=== What you will do ===
Only the lines from the one with "Can you see the purple" onward are wanted, through the last line of the entries, set down exactly.

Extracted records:

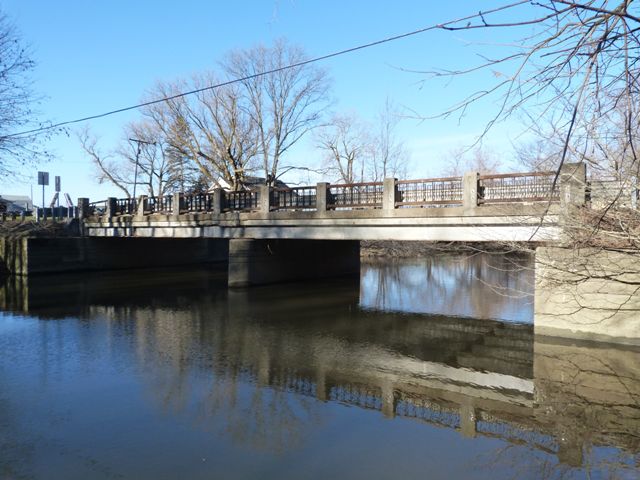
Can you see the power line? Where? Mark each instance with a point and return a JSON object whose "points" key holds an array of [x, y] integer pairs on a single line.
{"points": [[268, 72]]}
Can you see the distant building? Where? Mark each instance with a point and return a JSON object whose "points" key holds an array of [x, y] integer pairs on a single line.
{"points": [[15, 204]]}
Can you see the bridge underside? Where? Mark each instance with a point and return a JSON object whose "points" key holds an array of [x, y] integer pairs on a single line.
{"points": [[519, 223]]}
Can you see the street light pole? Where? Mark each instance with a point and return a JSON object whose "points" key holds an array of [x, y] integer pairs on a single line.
{"points": [[135, 175]]}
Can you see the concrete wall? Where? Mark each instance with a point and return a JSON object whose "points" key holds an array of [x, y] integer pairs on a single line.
{"points": [[587, 293], [587, 395], [29, 256], [255, 262]]}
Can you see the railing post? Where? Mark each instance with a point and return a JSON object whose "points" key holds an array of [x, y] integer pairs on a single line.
{"points": [[177, 205], [389, 194], [573, 186], [83, 208], [141, 206], [322, 191], [470, 191], [216, 201], [112, 206], [265, 199]]}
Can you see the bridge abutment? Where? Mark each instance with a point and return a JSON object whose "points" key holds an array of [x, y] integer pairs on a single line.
{"points": [[261, 262]]}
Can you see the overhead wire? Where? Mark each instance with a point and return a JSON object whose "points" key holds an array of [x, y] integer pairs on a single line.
{"points": [[267, 72]]}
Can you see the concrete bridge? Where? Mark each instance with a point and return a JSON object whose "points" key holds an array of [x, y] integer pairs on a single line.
{"points": [[280, 234]]}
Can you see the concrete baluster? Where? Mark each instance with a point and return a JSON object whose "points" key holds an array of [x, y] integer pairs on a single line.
{"points": [[216, 202], [390, 194], [322, 192], [177, 205], [141, 206], [470, 191], [112, 207], [264, 199], [83, 208], [573, 186]]}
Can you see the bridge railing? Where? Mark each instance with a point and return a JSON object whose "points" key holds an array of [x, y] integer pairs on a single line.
{"points": [[97, 208], [163, 204], [518, 187], [471, 191], [197, 202], [240, 201], [125, 206], [355, 195], [429, 192], [294, 198]]}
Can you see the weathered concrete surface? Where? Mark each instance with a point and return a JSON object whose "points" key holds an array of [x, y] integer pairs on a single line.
{"points": [[587, 395], [29, 256], [588, 293], [533, 222], [256, 262]]}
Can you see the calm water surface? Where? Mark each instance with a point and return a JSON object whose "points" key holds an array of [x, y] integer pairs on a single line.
{"points": [[421, 369]]}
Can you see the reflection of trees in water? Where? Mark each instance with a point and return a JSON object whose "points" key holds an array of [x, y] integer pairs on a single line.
{"points": [[200, 362], [16, 449], [480, 286], [527, 463]]}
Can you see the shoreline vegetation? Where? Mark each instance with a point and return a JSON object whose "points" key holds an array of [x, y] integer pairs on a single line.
{"points": [[412, 249]]}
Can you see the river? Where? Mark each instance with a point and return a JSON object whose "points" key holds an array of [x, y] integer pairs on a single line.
{"points": [[424, 368]]}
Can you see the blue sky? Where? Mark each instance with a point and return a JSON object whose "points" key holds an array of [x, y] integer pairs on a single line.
{"points": [[96, 56]]}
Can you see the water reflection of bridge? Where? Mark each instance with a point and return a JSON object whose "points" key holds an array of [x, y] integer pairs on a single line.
{"points": [[479, 377]]}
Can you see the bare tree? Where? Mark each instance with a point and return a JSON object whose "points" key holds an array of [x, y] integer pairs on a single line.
{"points": [[346, 146], [16, 102], [285, 104], [152, 168], [580, 64], [212, 130], [390, 158], [478, 159], [359, 151]]}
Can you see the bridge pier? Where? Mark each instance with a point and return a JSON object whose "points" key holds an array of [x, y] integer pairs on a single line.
{"points": [[261, 262]]}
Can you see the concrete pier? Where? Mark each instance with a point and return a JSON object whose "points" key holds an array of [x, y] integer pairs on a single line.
{"points": [[31, 256], [259, 262]]}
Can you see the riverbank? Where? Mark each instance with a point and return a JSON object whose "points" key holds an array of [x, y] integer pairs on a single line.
{"points": [[417, 249]]}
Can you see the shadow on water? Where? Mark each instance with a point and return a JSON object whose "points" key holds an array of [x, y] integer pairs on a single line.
{"points": [[262, 373], [498, 287]]}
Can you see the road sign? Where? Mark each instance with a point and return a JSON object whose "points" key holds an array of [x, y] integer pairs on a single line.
{"points": [[43, 178]]}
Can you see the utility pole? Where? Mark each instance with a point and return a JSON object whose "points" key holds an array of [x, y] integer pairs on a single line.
{"points": [[139, 150]]}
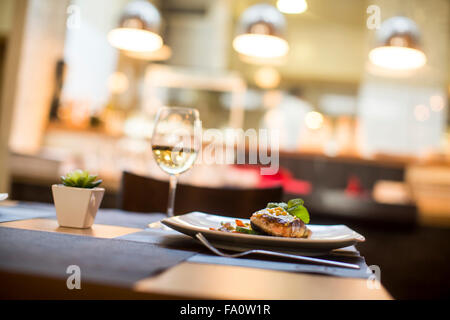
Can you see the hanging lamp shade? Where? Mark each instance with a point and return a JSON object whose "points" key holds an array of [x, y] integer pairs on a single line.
{"points": [[292, 6], [138, 30], [398, 45], [260, 33]]}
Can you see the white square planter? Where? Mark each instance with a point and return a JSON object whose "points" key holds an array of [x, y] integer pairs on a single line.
{"points": [[76, 207]]}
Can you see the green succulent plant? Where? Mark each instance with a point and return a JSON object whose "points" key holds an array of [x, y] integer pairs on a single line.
{"points": [[80, 179]]}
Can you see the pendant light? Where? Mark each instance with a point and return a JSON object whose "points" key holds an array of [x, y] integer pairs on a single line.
{"points": [[398, 45], [260, 33], [138, 28]]}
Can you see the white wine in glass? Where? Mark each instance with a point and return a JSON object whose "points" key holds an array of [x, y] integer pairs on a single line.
{"points": [[176, 141]]}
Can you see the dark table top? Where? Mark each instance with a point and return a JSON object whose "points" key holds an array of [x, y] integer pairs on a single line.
{"points": [[118, 252]]}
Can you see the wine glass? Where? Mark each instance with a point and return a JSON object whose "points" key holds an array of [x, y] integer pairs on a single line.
{"points": [[176, 141]]}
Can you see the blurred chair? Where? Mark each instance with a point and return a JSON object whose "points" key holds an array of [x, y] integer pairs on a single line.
{"points": [[144, 194]]}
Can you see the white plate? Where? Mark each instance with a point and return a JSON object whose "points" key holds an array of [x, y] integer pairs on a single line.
{"points": [[324, 238]]}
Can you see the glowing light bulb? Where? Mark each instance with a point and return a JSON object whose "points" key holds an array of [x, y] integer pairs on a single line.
{"points": [[267, 78], [137, 40], [260, 45], [292, 6]]}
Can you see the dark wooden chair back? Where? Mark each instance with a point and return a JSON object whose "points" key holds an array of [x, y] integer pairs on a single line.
{"points": [[144, 194]]}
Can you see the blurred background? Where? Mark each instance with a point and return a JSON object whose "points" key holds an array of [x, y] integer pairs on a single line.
{"points": [[364, 133]]}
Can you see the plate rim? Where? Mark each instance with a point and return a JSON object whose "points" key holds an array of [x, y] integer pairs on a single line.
{"points": [[169, 221]]}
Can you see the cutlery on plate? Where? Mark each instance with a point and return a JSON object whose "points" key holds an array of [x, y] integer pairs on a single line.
{"points": [[203, 240]]}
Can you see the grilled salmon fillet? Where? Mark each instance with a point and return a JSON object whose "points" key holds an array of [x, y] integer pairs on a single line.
{"points": [[277, 222]]}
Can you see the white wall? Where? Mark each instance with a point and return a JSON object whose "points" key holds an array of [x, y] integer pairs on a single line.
{"points": [[396, 112], [89, 57]]}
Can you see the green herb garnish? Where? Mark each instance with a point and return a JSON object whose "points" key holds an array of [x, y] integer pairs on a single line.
{"points": [[245, 230], [294, 207]]}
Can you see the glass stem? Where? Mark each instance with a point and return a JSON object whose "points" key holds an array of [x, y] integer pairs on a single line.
{"points": [[172, 189]]}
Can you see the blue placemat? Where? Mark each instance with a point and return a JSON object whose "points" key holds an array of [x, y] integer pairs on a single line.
{"points": [[108, 261], [22, 212]]}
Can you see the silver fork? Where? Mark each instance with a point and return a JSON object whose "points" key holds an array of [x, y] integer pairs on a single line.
{"points": [[203, 240]]}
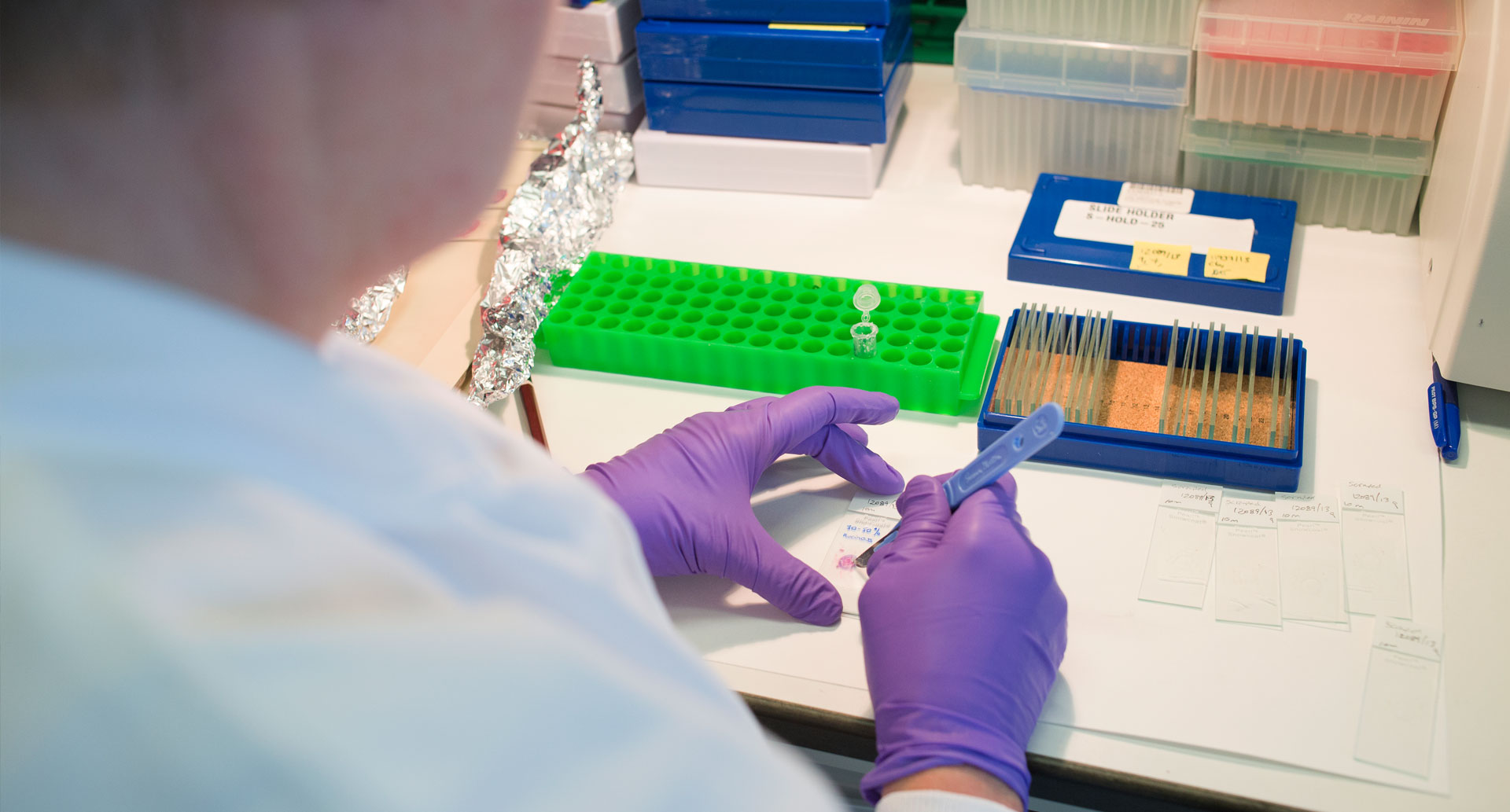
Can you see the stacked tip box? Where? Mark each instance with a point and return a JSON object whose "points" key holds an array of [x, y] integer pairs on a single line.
{"points": [[604, 32], [1073, 86], [1331, 105], [771, 331], [740, 93]]}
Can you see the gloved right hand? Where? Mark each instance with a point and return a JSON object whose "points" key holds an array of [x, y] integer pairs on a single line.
{"points": [[963, 630]]}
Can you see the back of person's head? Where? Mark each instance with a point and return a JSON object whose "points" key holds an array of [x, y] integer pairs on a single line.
{"points": [[274, 154]]}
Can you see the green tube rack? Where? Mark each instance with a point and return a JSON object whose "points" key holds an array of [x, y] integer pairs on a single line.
{"points": [[769, 331], [934, 23]]}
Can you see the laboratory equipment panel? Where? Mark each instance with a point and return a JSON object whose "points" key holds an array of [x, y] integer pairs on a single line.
{"points": [[1347, 67], [1359, 182]]}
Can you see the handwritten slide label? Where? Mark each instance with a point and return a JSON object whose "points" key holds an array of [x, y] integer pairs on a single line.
{"points": [[1160, 259], [1180, 557], [1190, 497], [1311, 583], [855, 535], [1305, 508], [1132, 224], [1372, 495], [1398, 718], [1247, 564], [876, 505], [1168, 198], [1376, 565], [1237, 264], [1246, 512]]}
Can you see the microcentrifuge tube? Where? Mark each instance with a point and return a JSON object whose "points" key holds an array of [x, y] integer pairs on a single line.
{"points": [[866, 333]]}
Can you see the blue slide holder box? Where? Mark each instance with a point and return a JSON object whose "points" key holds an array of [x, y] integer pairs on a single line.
{"points": [[1039, 255], [840, 57], [853, 13], [1172, 456], [786, 113]]}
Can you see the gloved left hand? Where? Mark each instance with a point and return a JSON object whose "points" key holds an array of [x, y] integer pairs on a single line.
{"points": [[689, 488]]}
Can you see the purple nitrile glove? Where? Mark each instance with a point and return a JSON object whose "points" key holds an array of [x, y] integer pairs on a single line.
{"points": [[963, 630], [689, 488]]}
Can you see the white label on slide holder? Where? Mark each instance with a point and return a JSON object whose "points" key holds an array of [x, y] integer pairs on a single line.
{"points": [[1132, 224], [1398, 717], [1165, 198]]}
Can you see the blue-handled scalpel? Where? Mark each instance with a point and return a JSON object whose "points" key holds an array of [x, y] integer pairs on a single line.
{"points": [[1021, 443]]}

=== Reply to the task ===
Can you see the purple nitrile glove? Where? Mark each instance with a point and return a JSON object whose "points" key holds an array of [x, y] integer pairs on a single line.
{"points": [[963, 630], [689, 488]]}
Can you see the white label on slide holder? Where? Mark each instance with a point and return a JSON object whose "points" key holds an array of [x, y] integer pairs on a single line.
{"points": [[1132, 224], [1398, 717], [1165, 198]]}
Can you see the blue-handled scalpel? Where? Mark each instance with a point and return a JSON object whose "points" key holds an array of [x, y] integer pairs on a single line.
{"points": [[1021, 443]]}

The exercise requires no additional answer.